**Excerpted passage**
########
1) The passengers on the ship are referred to as "shoppers", which begs the question of how a population of 8-th generation travelers who don't seem to actually do any useful work can accumulate any assets to spend, and how those assets would have any value when the only trading partner is BNL. There appears to be a completely uniform distribution of "stuff" among the population, so there can be no interpersonal trade or bartering. How is the shipboard economy sustained? I would have loved to see a few hints on what their economy is like; as it is, I think we can just speculate and wait for the DVD with director's commentary. As an aside, I'm trying to think of examples in sci-fi literature of self-contained shipboard economies, and I'm coming up blank. I loved the ideas in Charles Stross' Accelerando, where the ship of (virtualized) explorers has no economy itself (the explorers and their physical environment being nothing more than a simulation), but the characters set up a kingdom which acts as a trust back in the originating solar system, tasked with making enough money to continue powering the ship remotely over decades.

2) Why are they throwing garbage out into space? It seems clear the Axiom ship, which has been out there for 700 years, is intended to function as a self-sustaining system, but if that's the case, they certainly can't afford to be throwing out materials at the rate at which we see them doing so during the movie. The movie does establish that the ship itself commands automated probes like the one that carried EVE, so perhaps we're meant to assume these probes also handle mining for raw materials.

3) The ship lands at the end of the movie, and in scale, it's clear it's much smaller than a large city (it looks like it might be a few kilometers long, if even that). So where is the rest of humanity? My assumption today is that somehow, the lifestyle that led to the extreme consumerism of the race and the destruction of the environment also caused a gradual contraction of humanity's numbers down to a couple thousand, who finally decided to evacuate when BNL provided the opportunity. Again, maybe I missed some key hints, but I didn't see this addressed.

4) How is it that even after seven centuries, atmospheric pollution hasn't died down? Part of the explanation could be that there's no vegetation to absorb any of it, but you'd think even then, over that length of time, the cycle of rain and evaporation would push it all down as water, and everything would end up in the oceans sooner or later, clearing the air. (But hey, what do I know about ecology, I'm a software guy. I'm sure over the coming days we'll get analysis by people who know how to answer this.)

WALL-E after the other Pixar masterpieces

My final gripe (all the above are just fun openings for speculation) is that the moralizing message in this one is quite a bit more blunt and in-your-face than it was in previous Pixar films. This is part of what made them charming, they weren't too blatant with their moralizing. Off the top of my head, I can think of a few 'lessons' imparted on the viewer by each movie, and there's always an obvious unoriginal one, as well as a less cliché secondary lesson. (Remember, this is just my opinion, and I certainly wasn't acing the literature and film analysis courses I took back when I was in school.)

Finding Nemo had the tired, obvious lesson of "you can do great things no matter who you are, accept yourself along with the small imperfections" (the whole misshaped fin thing). It had more interesting, less obvious lessons about the treatment of animals, their natural habitat, and the value of sticking together as a family.
########
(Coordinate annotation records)
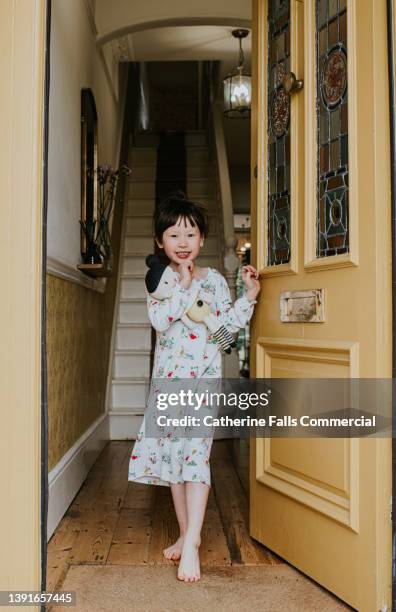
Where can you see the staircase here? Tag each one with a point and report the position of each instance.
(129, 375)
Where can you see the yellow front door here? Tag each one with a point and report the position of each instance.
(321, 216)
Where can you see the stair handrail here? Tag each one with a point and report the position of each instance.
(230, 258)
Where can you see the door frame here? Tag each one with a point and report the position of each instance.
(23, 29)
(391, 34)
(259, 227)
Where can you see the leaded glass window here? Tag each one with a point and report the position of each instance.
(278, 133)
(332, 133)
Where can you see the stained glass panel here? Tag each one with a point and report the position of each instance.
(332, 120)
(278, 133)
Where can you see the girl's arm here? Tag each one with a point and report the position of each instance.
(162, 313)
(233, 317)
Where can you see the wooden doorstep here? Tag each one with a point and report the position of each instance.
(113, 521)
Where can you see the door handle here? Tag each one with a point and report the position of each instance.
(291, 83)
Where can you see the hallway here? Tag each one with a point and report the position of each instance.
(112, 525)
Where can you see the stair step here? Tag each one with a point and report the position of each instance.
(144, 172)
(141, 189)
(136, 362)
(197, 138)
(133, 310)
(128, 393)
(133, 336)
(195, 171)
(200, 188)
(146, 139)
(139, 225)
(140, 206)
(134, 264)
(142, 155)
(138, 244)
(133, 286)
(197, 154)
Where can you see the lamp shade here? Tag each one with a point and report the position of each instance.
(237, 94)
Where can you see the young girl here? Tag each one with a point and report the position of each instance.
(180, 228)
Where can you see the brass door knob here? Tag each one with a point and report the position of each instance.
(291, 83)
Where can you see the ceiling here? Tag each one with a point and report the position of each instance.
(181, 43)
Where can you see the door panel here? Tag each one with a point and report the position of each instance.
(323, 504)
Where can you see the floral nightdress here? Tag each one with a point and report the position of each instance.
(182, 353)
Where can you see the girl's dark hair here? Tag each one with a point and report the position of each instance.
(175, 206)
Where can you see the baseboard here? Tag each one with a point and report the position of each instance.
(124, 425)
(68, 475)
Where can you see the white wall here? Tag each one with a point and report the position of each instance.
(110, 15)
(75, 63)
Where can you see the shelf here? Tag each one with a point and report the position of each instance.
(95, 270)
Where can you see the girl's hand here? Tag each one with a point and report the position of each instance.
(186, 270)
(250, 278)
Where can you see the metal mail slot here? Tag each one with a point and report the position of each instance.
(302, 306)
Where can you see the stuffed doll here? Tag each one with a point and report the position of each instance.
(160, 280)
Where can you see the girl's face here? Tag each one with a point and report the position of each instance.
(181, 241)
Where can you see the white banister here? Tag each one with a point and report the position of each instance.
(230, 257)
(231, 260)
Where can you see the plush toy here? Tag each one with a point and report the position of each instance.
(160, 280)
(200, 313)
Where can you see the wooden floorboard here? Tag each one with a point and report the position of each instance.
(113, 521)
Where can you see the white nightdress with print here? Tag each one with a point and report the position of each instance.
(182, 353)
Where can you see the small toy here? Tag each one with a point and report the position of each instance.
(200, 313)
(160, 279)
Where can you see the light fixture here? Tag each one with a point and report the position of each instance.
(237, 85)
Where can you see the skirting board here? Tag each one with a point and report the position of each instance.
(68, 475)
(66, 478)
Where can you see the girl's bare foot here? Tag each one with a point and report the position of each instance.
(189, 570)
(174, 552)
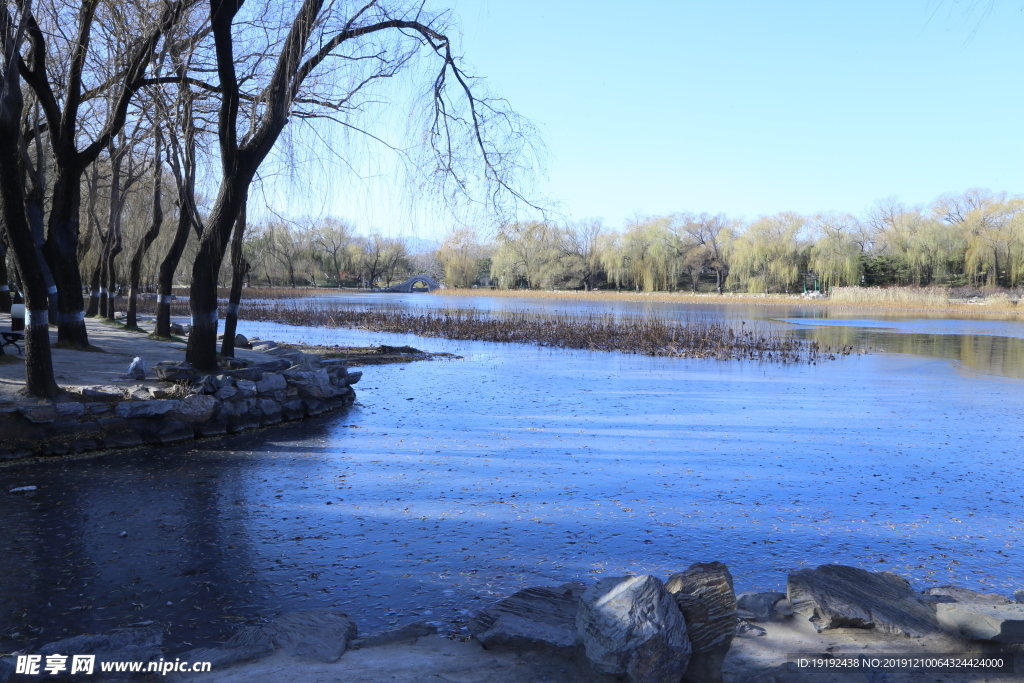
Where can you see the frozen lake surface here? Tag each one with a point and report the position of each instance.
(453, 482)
########
**What you will do**
Reproduce the WALL-E passage word for word, everything from "Finding Nemo had" down to "as a family.".

**Full solution**
Finding Nemo had the tired, obvious lesson of "you can do great things no matter who you are, accept yourself along with the small imperfections" (the whole misshaped fin thing). It had more interesting, less obvious lessons about the treatment of animals, their natural habitat, and the value of sticking together as a family.